§ **Challenge 1**
Reproduce the rows excerpted from the collection line for line, omitting the pictures.
§ **Challenge 2**
Write what comes next in the methods passage on the gaze and motion experiments, starting after its final sentence.

+++ Source extract +++

The eye regions of the same images were used for Experiment 4. For both experiments, the images were 259 × 180 pixels (1.57 × 1.09° of visual angle). For Experiment 5, we inserted the comic-style eyes from Experiment 3 into a schematic facial configuration that was based on the images of the direct condition of experiment 1. However, analogous to Experiments 3–4, we kept frontal head orientation for averted stimuli, hence constricting the illusory motion to the area of the eyes. In Experiment 6, we took the comic-style faces one step closer to the photographic faces of Experiment 1 by rotating the averted-stimulus by 45° to create the impression of a head-turning movement and by adding pupils to the eyes. Across all experiments, we devoted special attention to keeping all relevant aspects of the stimuli as similar as possible.

Analyses

Reaction time (RT) was defined as the time window from target onset until the first key press. In each experiment, participants with error rates +2SD above the global mean were removed. In the remaining data sets, RTs ±2SD of the participant’s mean in each condition and all RTs of trials that were associated with errors were excluded from further analysis. Table 2 provides an overview of error and exclusion rates as well as mean RTs for each condition of each experiment. RTs of all experiments are visualized in Fig. 2. All data were submitted to two 2 × 2 × 6 mixed-effects ANOVAs with the within-subject factors motion (static, sudden) and gaze/direction (direct, averted) and the between-subject factor experiment (1–6), entering mean RTs and error rates as dependent variables. Differences between experiments were further investigated with individual ANOVAs for each experiment. Finally, for each of Experiments 2–6, an ANOVA on RTs with the between-subjects factor experiment was conducted to compare it to Experiment 1. For better interpretation of null results, we drew on Bayesian statistics in addition to traditional null-hypothesis testing. In each case of a non-significant gaze/direction or motion effect, we performed Bayesian t-tests to calculate non-directional Bayes factors (BFs) with a prior distribution value of 1. Following Rouder et al. (2009), BFs were computed as ƒ (data | H0) /ƒ (data | H1) and interpreted as evidence for the null hypothesis when BF > 3 or as evidence for the alternative hypothesis when BF < 1/3.

Table 2 Reaction times (RTs), error rates, and exclusion rates across Experiments 1–6

Considering the non-normal distribution of data, we took an additional, alternative approach to statistical analysis. First, participant- and trial-wise exclusions were based on predefined threshold values instead of on means and SDs. Hence, in each experiment, data sets of participants who performed below or at chance (error rate ≥ 50%) were excluded from the analysis. In the remaining data sets, trials with RTs below 150 ms or above 2,500 ms were removed. In a second step, RTs were log transformed and entered into a 2 × 2 repeated-measures ANOVA with the within-subject factors motion (static, sudden) and gaze/direction (direct, averted) for each experiment individually. In a similar way to our original analysis, Bonferroni-corrected t-tests were applied to resolve interaction effects and non-directional Bayes factors were calculated for non-significant main effects of gaze or motion. The results of this analysis, which revealed a highly similar pattern as the results described in the following section, can be found in Appendix A.

+++ Dataset content +++

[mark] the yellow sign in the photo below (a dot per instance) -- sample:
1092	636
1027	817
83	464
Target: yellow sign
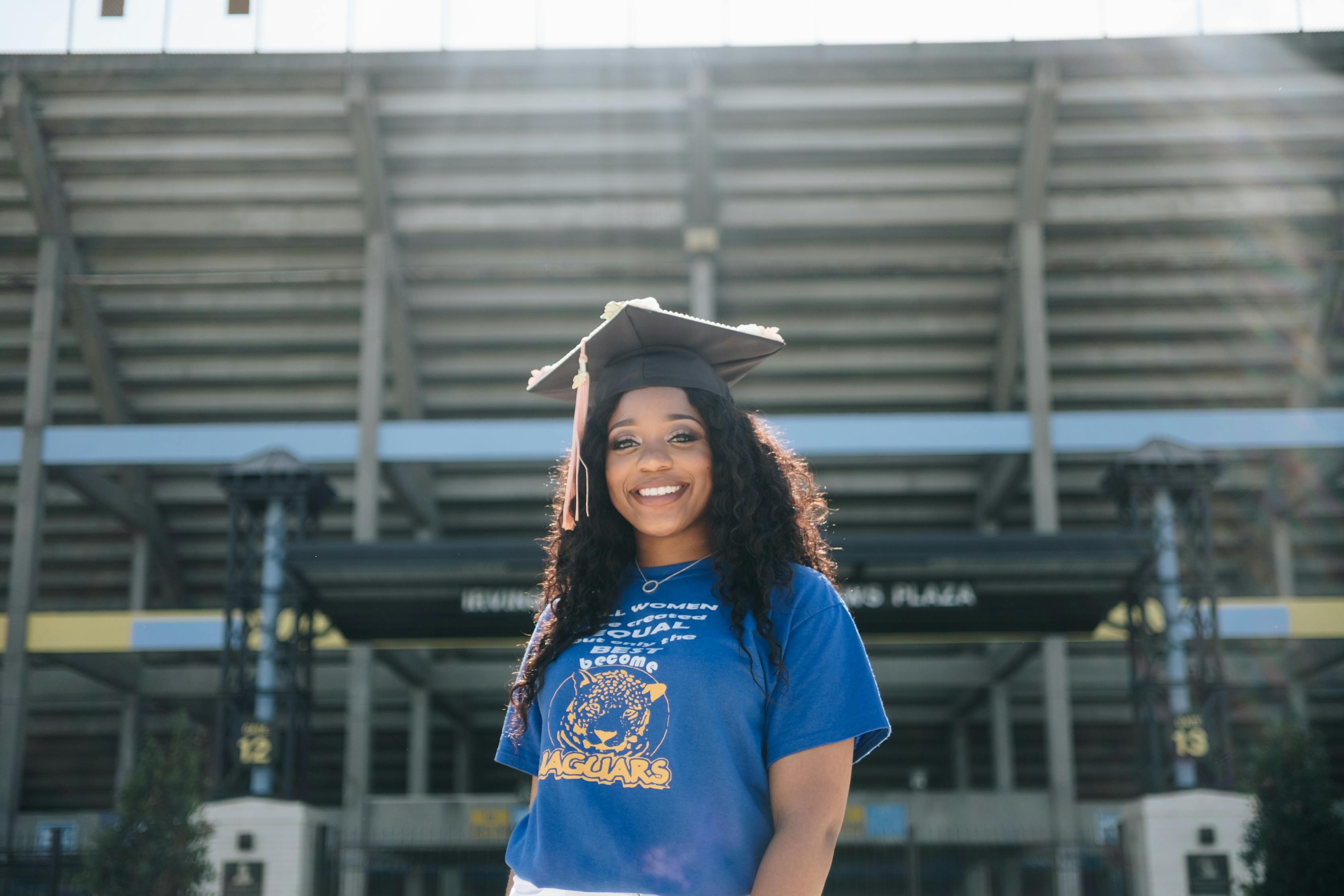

+++

§ **Exercise answer 1**
[mark] the yellow sign in the photo below (a dot per instance) -- sample:
1092	636
1027	817
83	464
Target: yellow sign

§ **Exercise answer 2**
Results and discussion

The mean RTs of each combination of gaze and motion for each of Experiments 1–6 are displayed in Fig. 3. The size of the direct-gaze effect for each experiment is visualized in Fig. 4. The data sets that the following analyses are based on are available in the Open Science Framework (DOI: 10.17605/OSF.IO/2JZGS). None of the experiments was preregistered.

Fig. 3
figure 3

Mean reaction times (RTs) for all conditions for each of Experiments 1–6. Note.Mean RTs for targets appearing on stimuli directed towards participants are presented in grey; meanRTs for targets appearing on averted stimuli are depicted in white. Error bars represent standard errors

Fig. 4
figure 4

Direct gaze/direction advantage for each of Experiments 1–6. Note. Direct gaze/direction advantage calculated as mean reaction time (RT) of correct responses for targets appearing on averted stimuli – mean RT of correct responses for targets appearing on direct stimuli. Error bars represent standard errors

Omnibus analysis

To test for overall differences between experiments, we performed an omnibus analysis by entering the mean correct RTs of all six experiments with the between-subjects factor experiment (1, 2, 3, 4, 5, and 6) and the within-subject factors gaze/direction (direct, averted) and motion (static, sudden) to a mixed-effects ANOVA. We found a significant gaze/direction effect across all experiments (F(1, 188) = 15.87, p = .001, η2 = .001) as well as a motion effect (F(1, 188) = 82.96, p < .001, η2 = .014). Hence, overall, participants responded faster to targets appearing on stimuli that were directed towards them compared to away from them, and to targets appearing on stimuli that changed direction simultaneous to target presentation. Critically, the interaction effect of gaze/direction × experiment (F(5, 188) = 24.28, p < .001, η2 = .008) was also significant, indicating that the size of the gaze/direction effect differed substantially between the six experiments. We also found a small two-way interaction between motion × experiment (F(5, 188) = 3.45, p =.005, η2 = .003) and a small three-way interaction (F(5, 188) = 2.835, p =.017, η2 = .001), suggesting a modulation of the motion effect as well as a modulation of the interplay between gaze/direction and motion by experiment. Performing the same analysis with error rates as a dependent variable revealed a significant main effect of motion (F(1, 188) = 5.41, p = .021, η2 = .003), indicating more errors for static stimuli, in line with RT results. No other effects were significant (all ps > .05). Exact p-values and effect sizes for all non-significant effects are reported in Table 3 in Appendix B.

To disentangle interaction effects of this initial omnibus analysis, individual analyses on RTs were performed for each experiment and results are reported in the following.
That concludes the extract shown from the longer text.